-- EXERCISE REQUIREMENTS --
In the entries below, how many lines contain the string "building"? State the number and nothing else.

*** SUPPLIED DATA Section Begins ***

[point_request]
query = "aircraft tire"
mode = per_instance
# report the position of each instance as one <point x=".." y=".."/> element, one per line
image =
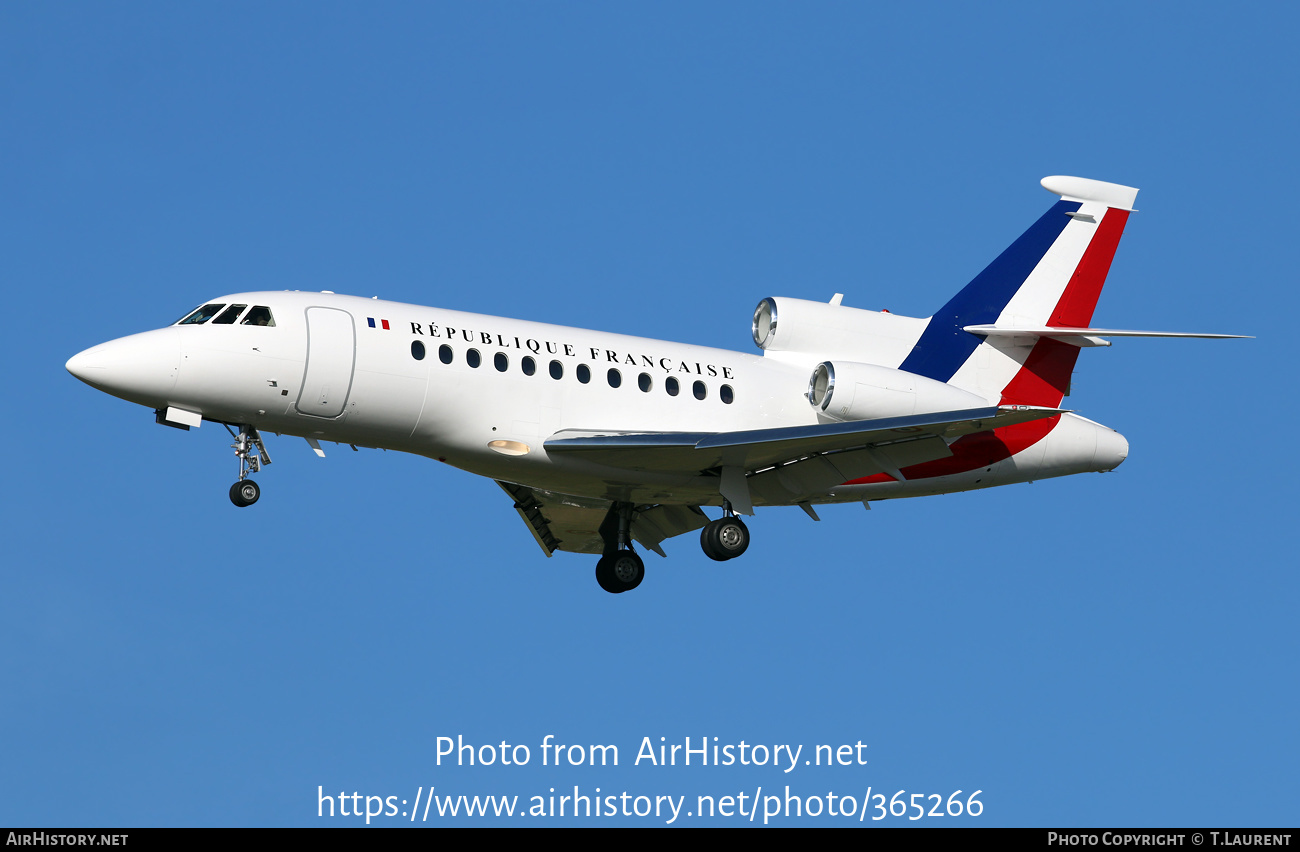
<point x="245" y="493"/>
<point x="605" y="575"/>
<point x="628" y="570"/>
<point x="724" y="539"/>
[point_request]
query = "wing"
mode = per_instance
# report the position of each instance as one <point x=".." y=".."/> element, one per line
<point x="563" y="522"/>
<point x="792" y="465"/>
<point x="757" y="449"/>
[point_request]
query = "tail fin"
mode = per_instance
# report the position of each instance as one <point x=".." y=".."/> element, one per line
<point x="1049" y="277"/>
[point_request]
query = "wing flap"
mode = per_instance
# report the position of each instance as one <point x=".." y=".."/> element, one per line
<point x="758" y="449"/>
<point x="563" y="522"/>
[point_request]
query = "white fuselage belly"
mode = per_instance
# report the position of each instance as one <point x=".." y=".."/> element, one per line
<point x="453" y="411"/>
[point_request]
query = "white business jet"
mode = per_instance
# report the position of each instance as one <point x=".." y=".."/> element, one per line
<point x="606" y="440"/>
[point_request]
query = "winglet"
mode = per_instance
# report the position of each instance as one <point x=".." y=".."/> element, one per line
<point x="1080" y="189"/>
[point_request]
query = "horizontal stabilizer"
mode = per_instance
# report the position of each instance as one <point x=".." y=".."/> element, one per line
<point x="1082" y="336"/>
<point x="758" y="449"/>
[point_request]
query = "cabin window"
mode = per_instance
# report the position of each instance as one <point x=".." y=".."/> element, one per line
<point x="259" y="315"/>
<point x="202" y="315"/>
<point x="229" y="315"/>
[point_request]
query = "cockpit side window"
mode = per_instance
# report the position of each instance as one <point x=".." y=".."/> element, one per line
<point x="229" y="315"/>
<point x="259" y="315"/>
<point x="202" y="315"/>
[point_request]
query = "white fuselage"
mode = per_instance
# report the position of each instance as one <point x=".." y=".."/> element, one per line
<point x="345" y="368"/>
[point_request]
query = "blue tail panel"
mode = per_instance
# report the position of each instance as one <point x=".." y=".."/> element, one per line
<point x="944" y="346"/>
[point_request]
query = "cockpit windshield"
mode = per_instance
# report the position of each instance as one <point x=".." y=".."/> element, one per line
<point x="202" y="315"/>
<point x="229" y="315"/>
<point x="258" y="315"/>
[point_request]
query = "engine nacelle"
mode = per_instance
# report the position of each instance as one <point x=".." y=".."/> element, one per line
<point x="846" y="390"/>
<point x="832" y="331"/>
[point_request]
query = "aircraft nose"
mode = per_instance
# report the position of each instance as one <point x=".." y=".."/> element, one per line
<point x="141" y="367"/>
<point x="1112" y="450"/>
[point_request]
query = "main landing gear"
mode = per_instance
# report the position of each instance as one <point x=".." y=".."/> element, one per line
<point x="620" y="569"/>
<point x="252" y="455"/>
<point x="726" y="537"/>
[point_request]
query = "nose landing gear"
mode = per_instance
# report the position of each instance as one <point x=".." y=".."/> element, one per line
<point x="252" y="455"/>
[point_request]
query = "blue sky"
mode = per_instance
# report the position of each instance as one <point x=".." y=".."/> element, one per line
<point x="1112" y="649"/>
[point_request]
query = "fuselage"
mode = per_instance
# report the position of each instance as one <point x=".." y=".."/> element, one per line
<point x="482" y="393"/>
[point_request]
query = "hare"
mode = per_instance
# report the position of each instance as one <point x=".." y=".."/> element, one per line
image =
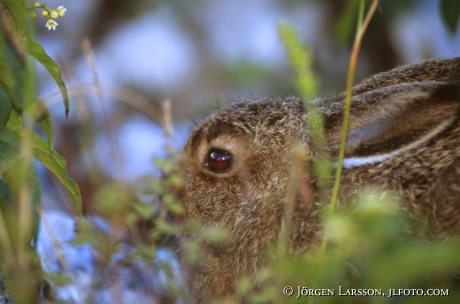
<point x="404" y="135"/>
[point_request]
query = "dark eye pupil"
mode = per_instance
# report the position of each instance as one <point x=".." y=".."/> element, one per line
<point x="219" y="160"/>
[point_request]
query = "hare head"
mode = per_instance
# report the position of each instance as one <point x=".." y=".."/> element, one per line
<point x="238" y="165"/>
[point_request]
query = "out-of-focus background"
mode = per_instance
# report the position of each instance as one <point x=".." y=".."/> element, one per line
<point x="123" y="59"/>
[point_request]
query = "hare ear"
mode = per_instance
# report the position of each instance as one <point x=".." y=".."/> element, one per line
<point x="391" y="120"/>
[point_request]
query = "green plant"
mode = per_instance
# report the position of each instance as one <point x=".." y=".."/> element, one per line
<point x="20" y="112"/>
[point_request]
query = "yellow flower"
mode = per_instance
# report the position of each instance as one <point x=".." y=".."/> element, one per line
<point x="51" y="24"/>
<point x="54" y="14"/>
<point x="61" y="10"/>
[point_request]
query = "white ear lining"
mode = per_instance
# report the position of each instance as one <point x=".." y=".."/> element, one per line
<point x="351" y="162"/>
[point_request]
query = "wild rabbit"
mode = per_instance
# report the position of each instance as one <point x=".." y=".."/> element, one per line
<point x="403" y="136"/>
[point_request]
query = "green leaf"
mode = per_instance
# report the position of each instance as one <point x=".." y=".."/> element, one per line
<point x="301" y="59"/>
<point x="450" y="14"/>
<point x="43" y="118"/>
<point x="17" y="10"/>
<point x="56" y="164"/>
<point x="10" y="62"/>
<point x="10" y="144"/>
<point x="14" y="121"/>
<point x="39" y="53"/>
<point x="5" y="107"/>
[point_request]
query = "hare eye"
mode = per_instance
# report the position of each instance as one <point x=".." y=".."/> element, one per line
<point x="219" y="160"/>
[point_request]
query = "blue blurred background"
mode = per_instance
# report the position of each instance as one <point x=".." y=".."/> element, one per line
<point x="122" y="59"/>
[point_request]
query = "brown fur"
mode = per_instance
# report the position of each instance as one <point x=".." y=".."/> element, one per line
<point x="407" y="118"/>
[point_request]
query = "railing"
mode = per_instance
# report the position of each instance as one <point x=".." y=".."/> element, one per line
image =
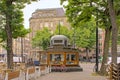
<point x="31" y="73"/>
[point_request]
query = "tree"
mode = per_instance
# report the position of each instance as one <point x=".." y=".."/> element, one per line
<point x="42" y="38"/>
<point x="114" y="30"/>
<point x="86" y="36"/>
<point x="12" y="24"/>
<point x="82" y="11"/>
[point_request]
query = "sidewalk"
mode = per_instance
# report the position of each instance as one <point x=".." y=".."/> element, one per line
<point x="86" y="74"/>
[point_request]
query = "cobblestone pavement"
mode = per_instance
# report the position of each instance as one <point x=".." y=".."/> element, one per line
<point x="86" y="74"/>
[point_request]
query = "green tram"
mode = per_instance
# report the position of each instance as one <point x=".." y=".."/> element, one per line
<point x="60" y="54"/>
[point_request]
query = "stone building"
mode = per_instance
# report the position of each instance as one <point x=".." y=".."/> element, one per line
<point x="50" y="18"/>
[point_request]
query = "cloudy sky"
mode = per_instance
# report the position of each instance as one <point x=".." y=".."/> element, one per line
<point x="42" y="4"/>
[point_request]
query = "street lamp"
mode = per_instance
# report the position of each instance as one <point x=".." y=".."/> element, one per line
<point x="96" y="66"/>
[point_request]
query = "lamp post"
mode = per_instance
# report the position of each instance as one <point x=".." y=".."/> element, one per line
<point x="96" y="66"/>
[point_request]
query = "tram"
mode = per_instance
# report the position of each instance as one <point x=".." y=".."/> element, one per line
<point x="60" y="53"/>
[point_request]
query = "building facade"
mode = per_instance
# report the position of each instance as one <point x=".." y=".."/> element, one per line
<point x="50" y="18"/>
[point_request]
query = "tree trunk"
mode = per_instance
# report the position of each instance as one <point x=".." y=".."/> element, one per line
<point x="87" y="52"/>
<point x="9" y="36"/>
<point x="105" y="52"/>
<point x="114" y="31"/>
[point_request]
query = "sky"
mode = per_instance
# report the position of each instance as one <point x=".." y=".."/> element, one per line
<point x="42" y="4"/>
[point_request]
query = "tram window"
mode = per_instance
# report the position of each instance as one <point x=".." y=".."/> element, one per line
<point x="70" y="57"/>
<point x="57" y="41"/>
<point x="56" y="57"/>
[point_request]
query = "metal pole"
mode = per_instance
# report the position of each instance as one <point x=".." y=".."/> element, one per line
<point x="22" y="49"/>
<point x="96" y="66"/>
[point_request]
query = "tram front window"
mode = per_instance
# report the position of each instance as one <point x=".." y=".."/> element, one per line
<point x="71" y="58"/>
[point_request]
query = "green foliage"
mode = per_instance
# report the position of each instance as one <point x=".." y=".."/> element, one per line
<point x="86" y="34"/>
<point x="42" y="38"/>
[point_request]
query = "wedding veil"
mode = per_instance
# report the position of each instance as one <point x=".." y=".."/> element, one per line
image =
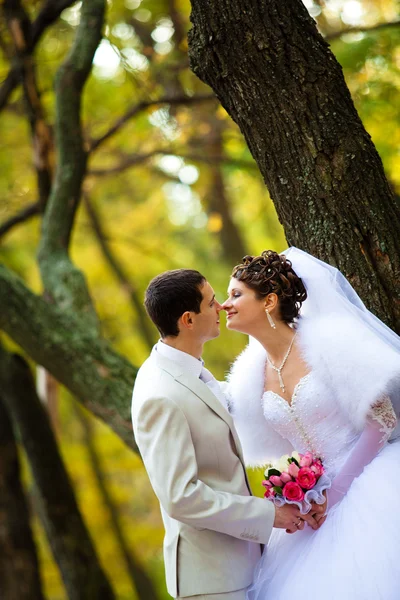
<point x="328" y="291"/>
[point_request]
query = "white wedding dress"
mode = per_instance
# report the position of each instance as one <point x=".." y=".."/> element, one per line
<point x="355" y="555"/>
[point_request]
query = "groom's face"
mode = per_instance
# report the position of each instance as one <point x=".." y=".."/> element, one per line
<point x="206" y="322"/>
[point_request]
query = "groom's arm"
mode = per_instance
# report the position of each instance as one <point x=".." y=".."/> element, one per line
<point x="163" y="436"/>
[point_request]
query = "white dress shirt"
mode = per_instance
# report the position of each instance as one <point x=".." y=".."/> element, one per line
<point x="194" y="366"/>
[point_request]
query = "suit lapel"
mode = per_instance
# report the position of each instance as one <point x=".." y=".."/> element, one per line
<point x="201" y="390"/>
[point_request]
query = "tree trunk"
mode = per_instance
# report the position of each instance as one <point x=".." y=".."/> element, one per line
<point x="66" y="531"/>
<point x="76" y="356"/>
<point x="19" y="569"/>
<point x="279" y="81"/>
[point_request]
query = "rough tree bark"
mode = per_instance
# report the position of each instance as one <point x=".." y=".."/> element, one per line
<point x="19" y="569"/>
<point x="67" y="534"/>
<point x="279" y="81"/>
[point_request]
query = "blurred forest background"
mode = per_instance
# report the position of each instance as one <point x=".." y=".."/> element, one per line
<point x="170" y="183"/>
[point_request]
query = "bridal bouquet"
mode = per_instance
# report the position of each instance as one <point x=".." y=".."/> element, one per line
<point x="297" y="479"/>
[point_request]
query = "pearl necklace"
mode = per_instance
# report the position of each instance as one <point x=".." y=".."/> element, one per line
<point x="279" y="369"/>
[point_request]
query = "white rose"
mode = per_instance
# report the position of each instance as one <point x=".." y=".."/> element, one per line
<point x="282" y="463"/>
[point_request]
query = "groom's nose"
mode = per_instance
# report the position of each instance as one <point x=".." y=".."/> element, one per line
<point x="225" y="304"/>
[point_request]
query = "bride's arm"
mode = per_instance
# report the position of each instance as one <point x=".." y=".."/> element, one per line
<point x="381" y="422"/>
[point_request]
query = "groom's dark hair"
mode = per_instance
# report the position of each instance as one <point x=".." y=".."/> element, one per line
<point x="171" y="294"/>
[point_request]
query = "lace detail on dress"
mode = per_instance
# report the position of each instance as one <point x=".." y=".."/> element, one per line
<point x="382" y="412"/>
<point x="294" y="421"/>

*** SUPPLIED DATA Section Ends ***

-- RESPONSE TO THE TASK --
2